- Written instruction
Update the lines starting at the one containing "Greenhouse-scouting task: tag the carved" and ending at the one containing "point(150, 372)" by changing "coat of arms" to "heraldic crest", leaving everything else unchanged. Give back only those lines.

- Data extract
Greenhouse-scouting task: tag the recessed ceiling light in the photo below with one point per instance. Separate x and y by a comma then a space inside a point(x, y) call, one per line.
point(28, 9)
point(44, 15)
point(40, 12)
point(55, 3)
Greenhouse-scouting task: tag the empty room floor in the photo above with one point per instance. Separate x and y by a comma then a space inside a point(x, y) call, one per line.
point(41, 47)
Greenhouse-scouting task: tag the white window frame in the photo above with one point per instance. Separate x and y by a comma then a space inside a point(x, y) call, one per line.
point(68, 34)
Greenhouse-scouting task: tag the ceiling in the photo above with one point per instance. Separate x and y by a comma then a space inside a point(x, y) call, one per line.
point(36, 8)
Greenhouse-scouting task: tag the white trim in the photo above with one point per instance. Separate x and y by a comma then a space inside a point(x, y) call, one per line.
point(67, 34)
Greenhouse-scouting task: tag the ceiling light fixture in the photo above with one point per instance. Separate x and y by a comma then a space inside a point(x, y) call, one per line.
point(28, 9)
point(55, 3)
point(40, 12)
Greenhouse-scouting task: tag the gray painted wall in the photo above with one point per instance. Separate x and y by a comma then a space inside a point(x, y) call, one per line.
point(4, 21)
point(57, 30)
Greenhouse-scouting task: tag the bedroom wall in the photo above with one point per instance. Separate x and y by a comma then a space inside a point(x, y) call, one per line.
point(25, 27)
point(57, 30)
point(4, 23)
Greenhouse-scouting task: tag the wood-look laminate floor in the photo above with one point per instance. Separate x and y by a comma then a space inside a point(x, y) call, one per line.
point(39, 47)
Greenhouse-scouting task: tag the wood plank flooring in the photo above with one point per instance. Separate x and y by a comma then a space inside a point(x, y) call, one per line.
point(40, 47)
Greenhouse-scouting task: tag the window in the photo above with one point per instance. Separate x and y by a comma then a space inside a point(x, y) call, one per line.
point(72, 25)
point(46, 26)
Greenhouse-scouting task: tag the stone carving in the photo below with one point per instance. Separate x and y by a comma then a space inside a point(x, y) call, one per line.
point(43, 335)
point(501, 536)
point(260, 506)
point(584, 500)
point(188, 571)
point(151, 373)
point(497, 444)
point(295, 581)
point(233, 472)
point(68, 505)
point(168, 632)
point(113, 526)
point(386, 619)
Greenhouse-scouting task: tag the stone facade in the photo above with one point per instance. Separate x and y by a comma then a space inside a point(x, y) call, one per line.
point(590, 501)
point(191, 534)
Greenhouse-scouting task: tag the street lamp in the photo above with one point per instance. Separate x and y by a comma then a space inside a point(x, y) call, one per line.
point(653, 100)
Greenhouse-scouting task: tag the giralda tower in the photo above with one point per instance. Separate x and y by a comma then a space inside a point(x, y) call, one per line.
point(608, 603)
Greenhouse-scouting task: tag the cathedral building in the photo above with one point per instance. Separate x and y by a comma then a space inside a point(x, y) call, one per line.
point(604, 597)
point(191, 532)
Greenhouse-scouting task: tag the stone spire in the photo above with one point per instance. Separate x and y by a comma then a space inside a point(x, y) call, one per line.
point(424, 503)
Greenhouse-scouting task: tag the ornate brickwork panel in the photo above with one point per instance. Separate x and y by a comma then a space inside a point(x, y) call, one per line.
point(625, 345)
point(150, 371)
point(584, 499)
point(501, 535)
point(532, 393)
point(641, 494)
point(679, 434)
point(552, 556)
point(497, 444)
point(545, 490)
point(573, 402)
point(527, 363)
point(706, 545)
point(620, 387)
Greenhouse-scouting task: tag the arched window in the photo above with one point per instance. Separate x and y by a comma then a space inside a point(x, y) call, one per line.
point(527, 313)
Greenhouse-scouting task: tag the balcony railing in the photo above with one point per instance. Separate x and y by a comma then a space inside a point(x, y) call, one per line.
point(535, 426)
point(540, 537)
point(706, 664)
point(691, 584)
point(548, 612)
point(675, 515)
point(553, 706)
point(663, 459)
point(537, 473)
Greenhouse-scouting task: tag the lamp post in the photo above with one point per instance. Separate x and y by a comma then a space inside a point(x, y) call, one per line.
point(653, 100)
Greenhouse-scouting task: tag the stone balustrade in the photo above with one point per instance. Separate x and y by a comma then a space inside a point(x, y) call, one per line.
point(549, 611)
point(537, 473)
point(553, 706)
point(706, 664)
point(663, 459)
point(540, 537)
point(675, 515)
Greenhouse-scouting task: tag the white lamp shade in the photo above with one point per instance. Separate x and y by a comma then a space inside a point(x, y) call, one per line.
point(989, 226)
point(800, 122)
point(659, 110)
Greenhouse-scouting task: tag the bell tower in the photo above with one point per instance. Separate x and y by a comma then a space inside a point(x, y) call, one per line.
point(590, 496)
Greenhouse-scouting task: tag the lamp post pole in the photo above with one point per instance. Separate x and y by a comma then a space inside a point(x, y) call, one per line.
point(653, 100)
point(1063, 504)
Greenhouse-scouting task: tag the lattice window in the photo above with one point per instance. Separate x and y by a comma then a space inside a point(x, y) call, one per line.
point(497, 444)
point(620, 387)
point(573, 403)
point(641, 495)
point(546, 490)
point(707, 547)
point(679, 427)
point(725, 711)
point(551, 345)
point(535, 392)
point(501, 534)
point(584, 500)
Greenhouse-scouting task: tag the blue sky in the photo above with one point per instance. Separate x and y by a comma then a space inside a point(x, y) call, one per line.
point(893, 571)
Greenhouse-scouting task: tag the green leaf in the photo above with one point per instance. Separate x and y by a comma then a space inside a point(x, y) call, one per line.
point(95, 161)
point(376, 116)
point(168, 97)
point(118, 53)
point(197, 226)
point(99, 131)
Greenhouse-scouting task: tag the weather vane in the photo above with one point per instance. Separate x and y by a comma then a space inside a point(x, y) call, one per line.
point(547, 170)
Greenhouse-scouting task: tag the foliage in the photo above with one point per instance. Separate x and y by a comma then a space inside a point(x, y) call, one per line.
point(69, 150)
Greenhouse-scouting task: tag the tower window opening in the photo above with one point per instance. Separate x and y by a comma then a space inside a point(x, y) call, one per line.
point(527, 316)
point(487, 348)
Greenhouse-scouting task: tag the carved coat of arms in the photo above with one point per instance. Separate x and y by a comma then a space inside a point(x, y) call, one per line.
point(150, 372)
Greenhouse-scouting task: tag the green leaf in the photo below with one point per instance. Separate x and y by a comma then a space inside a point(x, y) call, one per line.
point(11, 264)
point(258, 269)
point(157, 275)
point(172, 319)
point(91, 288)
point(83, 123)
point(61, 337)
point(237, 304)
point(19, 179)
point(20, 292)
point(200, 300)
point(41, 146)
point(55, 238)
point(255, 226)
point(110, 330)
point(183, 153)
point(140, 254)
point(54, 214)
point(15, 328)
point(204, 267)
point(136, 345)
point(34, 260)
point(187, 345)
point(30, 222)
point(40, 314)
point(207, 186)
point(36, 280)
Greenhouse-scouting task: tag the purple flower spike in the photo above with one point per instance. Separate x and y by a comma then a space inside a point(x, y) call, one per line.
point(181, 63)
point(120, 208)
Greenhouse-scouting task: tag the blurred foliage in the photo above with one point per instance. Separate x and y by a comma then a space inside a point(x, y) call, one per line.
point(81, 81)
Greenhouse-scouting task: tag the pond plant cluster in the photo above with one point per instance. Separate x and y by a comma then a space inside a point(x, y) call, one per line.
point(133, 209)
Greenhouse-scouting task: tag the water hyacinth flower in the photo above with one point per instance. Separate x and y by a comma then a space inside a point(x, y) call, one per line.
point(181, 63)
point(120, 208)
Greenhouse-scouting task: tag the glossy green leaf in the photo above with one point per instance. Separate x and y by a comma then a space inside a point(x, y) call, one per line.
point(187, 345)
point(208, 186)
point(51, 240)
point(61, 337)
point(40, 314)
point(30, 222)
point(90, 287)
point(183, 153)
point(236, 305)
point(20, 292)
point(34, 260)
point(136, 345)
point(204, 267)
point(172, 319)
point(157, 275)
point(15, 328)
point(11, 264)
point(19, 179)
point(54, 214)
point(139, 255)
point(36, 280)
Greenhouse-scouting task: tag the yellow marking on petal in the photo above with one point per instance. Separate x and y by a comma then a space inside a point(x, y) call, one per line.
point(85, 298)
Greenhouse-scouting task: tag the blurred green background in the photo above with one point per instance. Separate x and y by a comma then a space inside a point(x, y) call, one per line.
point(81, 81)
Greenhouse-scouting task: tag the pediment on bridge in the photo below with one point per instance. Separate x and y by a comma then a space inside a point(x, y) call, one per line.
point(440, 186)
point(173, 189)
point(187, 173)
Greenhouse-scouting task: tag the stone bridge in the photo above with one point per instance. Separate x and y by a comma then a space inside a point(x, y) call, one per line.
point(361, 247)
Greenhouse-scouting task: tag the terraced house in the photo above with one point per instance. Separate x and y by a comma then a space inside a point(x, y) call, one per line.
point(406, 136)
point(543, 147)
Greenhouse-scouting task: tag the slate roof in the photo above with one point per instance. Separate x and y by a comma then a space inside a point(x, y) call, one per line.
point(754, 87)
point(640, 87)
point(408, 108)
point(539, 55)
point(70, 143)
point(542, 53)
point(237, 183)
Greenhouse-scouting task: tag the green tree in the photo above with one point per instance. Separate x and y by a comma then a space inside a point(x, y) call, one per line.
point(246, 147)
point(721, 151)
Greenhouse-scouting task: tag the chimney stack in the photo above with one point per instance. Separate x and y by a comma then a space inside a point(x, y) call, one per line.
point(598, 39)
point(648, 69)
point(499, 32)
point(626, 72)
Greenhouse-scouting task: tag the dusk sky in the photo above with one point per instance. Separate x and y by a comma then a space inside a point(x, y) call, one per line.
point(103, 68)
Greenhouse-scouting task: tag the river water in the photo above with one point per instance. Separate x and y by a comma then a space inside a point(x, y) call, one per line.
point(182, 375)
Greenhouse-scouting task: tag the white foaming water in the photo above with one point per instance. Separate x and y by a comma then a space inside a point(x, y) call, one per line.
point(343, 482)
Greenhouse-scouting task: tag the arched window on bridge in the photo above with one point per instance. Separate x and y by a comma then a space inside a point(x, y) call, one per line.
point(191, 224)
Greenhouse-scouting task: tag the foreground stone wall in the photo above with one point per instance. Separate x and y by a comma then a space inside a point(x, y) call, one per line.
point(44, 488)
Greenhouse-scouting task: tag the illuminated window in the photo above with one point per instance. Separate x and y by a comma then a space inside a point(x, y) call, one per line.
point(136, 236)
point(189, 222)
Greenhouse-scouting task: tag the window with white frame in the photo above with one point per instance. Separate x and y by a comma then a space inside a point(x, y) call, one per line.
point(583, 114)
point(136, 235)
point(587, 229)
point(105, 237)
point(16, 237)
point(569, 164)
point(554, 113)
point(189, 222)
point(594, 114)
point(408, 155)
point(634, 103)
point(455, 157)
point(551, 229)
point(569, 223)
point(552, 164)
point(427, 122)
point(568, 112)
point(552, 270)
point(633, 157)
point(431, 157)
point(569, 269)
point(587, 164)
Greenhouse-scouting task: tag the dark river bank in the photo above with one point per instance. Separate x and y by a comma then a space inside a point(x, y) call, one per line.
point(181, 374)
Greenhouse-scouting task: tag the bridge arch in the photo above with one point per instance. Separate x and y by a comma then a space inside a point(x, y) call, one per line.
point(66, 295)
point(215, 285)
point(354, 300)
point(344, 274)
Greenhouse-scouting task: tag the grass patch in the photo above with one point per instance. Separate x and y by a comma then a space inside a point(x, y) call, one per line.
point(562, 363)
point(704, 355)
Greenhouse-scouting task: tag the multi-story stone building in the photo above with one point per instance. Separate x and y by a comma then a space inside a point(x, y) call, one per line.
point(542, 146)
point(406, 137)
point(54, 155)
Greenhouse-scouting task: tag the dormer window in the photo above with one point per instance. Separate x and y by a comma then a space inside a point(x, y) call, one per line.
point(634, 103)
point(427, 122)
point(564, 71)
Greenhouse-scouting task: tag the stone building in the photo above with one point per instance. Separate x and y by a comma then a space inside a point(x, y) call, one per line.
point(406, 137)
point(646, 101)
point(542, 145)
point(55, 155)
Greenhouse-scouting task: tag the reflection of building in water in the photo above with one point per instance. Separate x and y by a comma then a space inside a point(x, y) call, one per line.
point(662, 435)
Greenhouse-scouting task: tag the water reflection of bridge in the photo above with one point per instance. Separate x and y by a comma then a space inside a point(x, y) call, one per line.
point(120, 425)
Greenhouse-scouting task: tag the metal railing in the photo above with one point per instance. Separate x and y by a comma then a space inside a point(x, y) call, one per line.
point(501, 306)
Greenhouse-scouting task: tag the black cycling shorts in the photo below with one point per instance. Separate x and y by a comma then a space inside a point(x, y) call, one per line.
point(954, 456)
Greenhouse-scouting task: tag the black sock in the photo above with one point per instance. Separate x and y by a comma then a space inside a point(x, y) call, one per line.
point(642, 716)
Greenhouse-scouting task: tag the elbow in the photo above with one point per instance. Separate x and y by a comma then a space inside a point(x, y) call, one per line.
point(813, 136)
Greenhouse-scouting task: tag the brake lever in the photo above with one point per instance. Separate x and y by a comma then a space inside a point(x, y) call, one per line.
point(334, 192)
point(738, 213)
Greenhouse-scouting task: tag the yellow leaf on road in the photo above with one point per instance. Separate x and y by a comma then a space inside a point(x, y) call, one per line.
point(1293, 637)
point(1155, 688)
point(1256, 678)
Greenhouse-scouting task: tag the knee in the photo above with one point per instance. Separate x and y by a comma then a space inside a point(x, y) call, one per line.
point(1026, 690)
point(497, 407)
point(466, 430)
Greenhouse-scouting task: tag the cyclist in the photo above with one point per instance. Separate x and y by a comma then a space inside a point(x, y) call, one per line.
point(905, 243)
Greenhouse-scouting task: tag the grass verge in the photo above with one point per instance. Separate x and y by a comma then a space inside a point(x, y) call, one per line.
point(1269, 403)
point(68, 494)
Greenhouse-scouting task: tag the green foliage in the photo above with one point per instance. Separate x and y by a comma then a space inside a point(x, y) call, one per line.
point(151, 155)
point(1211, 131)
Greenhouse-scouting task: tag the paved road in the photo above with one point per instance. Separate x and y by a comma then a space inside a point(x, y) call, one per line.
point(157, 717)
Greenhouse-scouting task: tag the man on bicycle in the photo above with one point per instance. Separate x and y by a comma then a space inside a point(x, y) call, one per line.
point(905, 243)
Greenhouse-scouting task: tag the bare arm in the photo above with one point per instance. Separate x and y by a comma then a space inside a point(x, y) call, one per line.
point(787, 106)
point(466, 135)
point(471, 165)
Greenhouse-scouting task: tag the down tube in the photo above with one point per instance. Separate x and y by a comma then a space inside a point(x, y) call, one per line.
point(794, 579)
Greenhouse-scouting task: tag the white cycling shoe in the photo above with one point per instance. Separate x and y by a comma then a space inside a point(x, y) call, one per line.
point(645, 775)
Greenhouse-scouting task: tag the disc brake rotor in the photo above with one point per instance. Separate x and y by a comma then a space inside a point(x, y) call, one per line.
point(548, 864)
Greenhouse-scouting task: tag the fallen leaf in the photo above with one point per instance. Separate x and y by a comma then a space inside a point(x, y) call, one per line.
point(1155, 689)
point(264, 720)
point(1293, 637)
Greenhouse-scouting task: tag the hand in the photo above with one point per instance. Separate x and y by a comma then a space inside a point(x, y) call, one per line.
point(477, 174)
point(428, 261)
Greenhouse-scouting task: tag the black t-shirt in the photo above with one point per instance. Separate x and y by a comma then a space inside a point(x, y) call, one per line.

- Response to the task
Greenhouse-scouting task: tag the carved heraldic crest in the photo above with one point per instance. Separate x and y by a comma then a space inside a point(x, y) call, one per line.
point(150, 372)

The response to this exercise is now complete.